Copy each of the following lines back word for word, with nothing changed, added, or left out.
::::
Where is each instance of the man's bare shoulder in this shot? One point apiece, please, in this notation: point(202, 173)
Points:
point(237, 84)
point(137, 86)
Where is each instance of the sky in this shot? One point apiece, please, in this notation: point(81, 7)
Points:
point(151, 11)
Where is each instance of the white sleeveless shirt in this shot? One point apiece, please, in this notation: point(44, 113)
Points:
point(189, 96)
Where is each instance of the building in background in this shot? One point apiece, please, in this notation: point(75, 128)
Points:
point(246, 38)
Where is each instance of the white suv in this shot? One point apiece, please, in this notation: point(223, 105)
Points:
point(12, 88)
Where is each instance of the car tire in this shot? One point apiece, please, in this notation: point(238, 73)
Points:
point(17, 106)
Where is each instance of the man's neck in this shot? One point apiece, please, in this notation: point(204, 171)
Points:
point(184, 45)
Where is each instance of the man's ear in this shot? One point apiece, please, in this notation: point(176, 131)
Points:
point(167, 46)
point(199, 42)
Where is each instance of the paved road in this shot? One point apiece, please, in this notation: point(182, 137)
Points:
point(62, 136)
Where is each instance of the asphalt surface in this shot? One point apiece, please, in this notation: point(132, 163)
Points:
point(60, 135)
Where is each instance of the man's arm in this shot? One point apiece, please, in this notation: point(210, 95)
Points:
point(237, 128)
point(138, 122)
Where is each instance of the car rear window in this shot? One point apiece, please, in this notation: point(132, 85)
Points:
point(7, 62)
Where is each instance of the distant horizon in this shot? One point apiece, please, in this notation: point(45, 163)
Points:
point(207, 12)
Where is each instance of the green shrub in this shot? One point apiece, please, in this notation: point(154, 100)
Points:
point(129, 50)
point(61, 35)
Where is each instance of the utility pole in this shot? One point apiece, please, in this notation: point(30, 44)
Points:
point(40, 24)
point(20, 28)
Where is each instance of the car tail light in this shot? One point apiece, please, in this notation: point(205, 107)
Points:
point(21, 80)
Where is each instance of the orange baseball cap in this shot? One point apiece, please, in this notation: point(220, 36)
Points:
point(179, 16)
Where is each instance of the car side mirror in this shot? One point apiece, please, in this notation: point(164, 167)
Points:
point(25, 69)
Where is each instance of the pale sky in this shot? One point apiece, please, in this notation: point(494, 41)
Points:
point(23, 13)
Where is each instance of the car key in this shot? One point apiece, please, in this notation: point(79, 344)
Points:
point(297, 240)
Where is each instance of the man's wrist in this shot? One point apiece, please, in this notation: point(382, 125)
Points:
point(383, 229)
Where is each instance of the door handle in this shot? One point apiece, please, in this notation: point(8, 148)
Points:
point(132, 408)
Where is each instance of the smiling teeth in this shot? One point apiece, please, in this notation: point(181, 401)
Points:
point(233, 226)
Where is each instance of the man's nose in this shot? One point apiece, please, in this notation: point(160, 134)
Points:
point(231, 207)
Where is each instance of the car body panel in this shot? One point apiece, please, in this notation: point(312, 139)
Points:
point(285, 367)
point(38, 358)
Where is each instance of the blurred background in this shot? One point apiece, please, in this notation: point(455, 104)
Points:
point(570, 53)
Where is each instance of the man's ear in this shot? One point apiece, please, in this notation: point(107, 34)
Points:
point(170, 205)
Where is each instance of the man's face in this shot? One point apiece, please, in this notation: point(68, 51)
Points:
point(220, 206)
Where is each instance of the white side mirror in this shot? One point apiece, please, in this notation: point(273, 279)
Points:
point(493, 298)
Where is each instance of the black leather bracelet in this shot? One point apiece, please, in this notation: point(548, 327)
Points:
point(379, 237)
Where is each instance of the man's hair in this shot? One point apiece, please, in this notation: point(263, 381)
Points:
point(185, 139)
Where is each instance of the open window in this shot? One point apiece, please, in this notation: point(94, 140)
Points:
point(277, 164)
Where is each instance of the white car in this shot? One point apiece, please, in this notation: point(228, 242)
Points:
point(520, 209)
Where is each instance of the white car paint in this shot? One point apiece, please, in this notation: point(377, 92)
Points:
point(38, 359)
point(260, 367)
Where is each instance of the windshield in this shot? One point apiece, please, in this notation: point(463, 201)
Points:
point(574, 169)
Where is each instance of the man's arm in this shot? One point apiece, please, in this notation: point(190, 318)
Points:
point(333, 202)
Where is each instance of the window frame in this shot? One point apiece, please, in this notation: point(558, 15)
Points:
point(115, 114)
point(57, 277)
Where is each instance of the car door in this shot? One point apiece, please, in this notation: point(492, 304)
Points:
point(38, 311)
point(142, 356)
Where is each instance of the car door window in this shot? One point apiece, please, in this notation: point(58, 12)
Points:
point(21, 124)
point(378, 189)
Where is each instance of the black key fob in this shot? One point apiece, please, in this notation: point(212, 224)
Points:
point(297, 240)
::::
### COMPLETED TASK
Where is each instance of the man's bare shoulder in this shot? One point apiece, please, in this notation: point(202, 173)
Points:
point(237, 84)
point(137, 86)
Where is each instance of the sky in this shot? One point apiece, please, in this notation: point(81, 7)
Points:
point(151, 11)
Where is each instance of the white sleeveless shirt in this shot? One point apiece, please, in this notation: point(44, 113)
Points:
point(189, 96)
Where is each instance of the building in background in this shot? One point apiece, please, in this notation: point(75, 128)
Points:
point(246, 38)
Where is each instance of the white suv in this shot? One point apiece, please, in this notation: point(223, 105)
Points:
point(12, 88)
Where is each instance of the car tire in this shot? One point apiece, please, in this notation: point(238, 73)
Points:
point(17, 106)
Where is each instance of the man's neck in this shot? One point apiece, please, in this notation: point(204, 171)
Points:
point(184, 45)
Where is each instance of the man's ear in this shot? One point apiece, please, in this notation: point(176, 131)
Points:
point(167, 46)
point(199, 42)
Where is each instance of the paved road in this shot? One point apiece, please, in this notation: point(182, 137)
Points:
point(62, 136)
Where is each instance of the asphalt surface in this shot? One point apiece, please, in this notation: point(132, 163)
Points:
point(60, 135)
Where is each instance of the man's arm in this shot? One point apiece, please, in this notation: point(210, 95)
Points:
point(237, 128)
point(138, 122)
Where is each instance of the car rear window in this shot? One point apiece, please, in this notation: point(132, 85)
Points:
point(7, 62)
Where is each instance of the distant horizon in this shot? One point apiece, please, in this notation: point(45, 163)
Points:
point(207, 12)
Where is each instance of the green shrub in this shot? One point apiece, please, in this notation: point(154, 100)
Points:
point(129, 50)
point(61, 35)
Where is each instance of the utility pole in this shot? One point apiece, please, in this notation: point(30, 44)
Points:
point(40, 24)
point(20, 28)
Where is each instance of the car tail light in this shot? One point apiece, please, in this notation: point(205, 107)
Points:
point(21, 80)
Where is each instance of the orange baseball cap in this shot? One point apiece, please, in this notation: point(220, 36)
Points:
point(179, 16)
Where is each instance of the car side mirror in this shot? One point apiece, please, in this notation: point(164, 167)
Points:
point(25, 69)
Where is each instance of the pale sky in this shot? One point apiece, please, in this notation: point(494, 41)
Points:
point(23, 13)
Where is each instance of the car key in this shot? One point apiece, please, in this notation: point(79, 344)
Points:
point(297, 240)
Where is each instance of the man's wrist in this shot? One point apiece, please, in this notation: point(382, 125)
Points:
point(383, 229)
Where is each instance of the door handle in this shot? One point apiece, please, in this notation: point(8, 148)
Points:
point(132, 408)
Where is each instance of the smiling teeth in this shot? One point apiece, please, in this notation: point(181, 401)
Points:
point(233, 226)
Where is each instance of the man's nose in this shot? One point apiece, please, in this notation: point(160, 134)
Points:
point(231, 207)
Where is each instance of the car body panel in this shot? One point apiece, please, in this notation: point(312, 139)
Points:
point(285, 367)
point(38, 358)
Where is each instance of the blurred background in this shot? One point apiece, please, in this notation: point(455, 104)
Points:
point(570, 53)
Where is each instance of the man's ear in this shot? One point apiece, please, in this notation: point(107, 34)
Points:
point(170, 205)
Where is each instance of the man's face in this shot? One point apiece, please, in this notation: point(68, 51)
Points:
point(220, 206)
Where is each instance of the white side mirror in this shot? One point apiece, please, in this notation: point(273, 279)
Points:
point(493, 298)
Where is each instance of the black leather bracelet in this shot? One point apiece, please, in this notation: point(548, 327)
Points:
point(379, 237)
Where is each instance of the man's hair in this shot? One point apiece, please, in this notation: point(263, 381)
Points:
point(185, 139)
Where is each instance of the open window in this shot? One point apiece, please, in this notation: point(94, 140)
Points:
point(277, 164)
Where is each instance of the white car in this shot? One point apiece, please, in this notation: point(228, 242)
Points:
point(520, 209)
Where is each instance of the white car paint in this shot? One point apiece, please, in this notation: point(377, 92)
Points:
point(38, 359)
point(260, 367)
Where is each instance of the windshield in this shot? One point apiece, please, in this notation: point(463, 201)
Points:
point(574, 169)
Where is each instance of the man's arm in this shot? One point apiece, please, in this notation: point(190, 318)
Points:
point(333, 202)
Where is each instance of the window frame in this shot? One point apiece, please, in this notation: point(558, 15)
Points:
point(115, 114)
point(57, 277)
Where is each instance of the car door in this shot? One point apiece, please, in this notation: point(492, 304)
Points:
point(38, 311)
point(142, 356)
Where is each instance of the car door window in this shot? One point apiece, please, in this notation: point(58, 12)
Points:
point(21, 124)
point(378, 189)
Where is each instance of the black key fob in this shot? One point apiece, please, in this notation: point(212, 224)
Points:
point(297, 240)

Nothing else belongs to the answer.